◆ **PROMPT**: List every line in the records that contains the string "pilaster", matching case exactly.

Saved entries

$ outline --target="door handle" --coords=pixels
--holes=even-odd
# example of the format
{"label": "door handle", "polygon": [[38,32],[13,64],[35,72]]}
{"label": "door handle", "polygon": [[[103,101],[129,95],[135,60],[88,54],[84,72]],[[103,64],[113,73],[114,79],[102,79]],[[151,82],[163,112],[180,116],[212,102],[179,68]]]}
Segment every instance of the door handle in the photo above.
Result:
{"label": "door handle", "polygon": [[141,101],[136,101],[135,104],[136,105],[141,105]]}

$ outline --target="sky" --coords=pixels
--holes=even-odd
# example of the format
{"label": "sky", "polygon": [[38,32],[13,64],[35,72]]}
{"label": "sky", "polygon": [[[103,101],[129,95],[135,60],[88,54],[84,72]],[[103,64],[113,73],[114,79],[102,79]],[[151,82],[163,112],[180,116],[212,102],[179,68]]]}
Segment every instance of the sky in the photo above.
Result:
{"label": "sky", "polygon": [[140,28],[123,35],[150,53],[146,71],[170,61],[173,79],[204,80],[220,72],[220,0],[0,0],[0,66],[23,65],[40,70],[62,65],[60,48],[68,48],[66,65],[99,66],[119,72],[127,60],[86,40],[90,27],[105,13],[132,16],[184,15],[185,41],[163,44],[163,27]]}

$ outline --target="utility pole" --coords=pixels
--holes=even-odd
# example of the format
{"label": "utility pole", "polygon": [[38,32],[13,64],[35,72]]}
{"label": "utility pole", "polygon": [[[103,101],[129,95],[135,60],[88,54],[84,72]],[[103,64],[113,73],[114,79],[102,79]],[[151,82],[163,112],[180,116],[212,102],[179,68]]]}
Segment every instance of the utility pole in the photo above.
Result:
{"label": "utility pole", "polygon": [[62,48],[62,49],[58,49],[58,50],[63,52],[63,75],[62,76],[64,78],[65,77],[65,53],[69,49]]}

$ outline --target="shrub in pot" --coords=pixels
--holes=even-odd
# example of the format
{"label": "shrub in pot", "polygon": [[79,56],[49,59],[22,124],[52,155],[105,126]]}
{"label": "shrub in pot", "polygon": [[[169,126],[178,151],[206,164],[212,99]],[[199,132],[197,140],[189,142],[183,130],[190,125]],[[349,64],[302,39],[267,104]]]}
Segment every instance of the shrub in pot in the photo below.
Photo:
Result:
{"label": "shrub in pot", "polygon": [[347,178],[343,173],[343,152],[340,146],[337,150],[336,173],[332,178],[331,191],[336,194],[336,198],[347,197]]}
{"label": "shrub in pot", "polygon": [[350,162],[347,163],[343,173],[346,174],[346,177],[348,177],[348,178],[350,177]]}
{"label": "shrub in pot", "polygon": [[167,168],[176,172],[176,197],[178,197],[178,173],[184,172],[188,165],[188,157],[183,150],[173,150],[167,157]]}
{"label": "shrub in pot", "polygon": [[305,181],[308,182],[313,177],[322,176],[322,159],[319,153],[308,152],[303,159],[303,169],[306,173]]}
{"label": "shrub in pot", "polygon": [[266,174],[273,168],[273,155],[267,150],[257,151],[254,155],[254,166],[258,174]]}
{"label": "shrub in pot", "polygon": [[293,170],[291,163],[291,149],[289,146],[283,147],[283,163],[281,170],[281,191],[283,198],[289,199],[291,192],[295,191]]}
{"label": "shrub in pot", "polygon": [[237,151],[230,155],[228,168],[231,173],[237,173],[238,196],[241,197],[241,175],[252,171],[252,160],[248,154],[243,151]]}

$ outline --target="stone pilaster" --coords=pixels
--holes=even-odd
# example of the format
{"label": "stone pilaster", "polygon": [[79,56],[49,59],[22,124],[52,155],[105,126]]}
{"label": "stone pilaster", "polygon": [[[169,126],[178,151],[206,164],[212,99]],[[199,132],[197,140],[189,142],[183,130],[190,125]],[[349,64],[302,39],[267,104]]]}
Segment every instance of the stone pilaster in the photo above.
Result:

◆ **FINAL RESULT**:
$ outline --target="stone pilaster" --coords=pixels
{"label": "stone pilaster", "polygon": [[79,56],[49,59],[22,124],[52,155],[105,126]]}
{"label": "stone pilaster", "polygon": [[[169,126],[178,151],[206,164],[212,99]],[[199,132],[197,140],[189,142],[183,130],[190,125]],[[349,64],[302,39],[267,104]]]}
Segment every instance of the stone pilaster in the photo above.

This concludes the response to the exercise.